┏━━

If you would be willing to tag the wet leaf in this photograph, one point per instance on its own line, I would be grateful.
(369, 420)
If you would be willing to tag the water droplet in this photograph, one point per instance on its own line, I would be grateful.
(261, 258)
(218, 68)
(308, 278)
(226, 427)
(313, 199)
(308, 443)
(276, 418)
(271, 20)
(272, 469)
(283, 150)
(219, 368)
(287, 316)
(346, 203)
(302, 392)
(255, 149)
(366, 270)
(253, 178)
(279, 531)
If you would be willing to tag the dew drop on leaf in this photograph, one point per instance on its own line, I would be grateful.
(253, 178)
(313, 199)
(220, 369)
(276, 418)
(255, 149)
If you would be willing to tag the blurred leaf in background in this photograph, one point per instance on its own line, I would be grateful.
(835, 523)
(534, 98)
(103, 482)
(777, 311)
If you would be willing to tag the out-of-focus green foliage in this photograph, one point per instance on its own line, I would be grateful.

┗━━

Nothing in the listing should be left out; repeat it exactly.

If you would be willing to tag the wet leaf in this photograph, one point per instance on its own line, I would be grateful.
(369, 420)
If you would be willing to tag the water droplet in this photograph, one point per instance on its own line, I would be grateful.
(261, 258)
(218, 68)
(308, 278)
(226, 427)
(313, 199)
(308, 443)
(276, 418)
(271, 20)
(272, 469)
(283, 150)
(219, 368)
(287, 316)
(346, 203)
(302, 392)
(255, 149)
(366, 270)
(253, 178)
(279, 531)
If you would be willing to tag the dew drop on leaf in this photograph, one point per instance on its own line, I would be grateful.
(253, 178)
(313, 199)
(220, 369)
(276, 418)
(255, 149)
If you would be willing to tag the blurred leaf in background in this photograph, one point per instance on its own line, I would be grateful.
(835, 523)
(534, 98)
(103, 482)
(777, 311)
If you would be willing to tag the out-of-focus green foliage in this photograph, one point per instance on its own line, I would be grateful.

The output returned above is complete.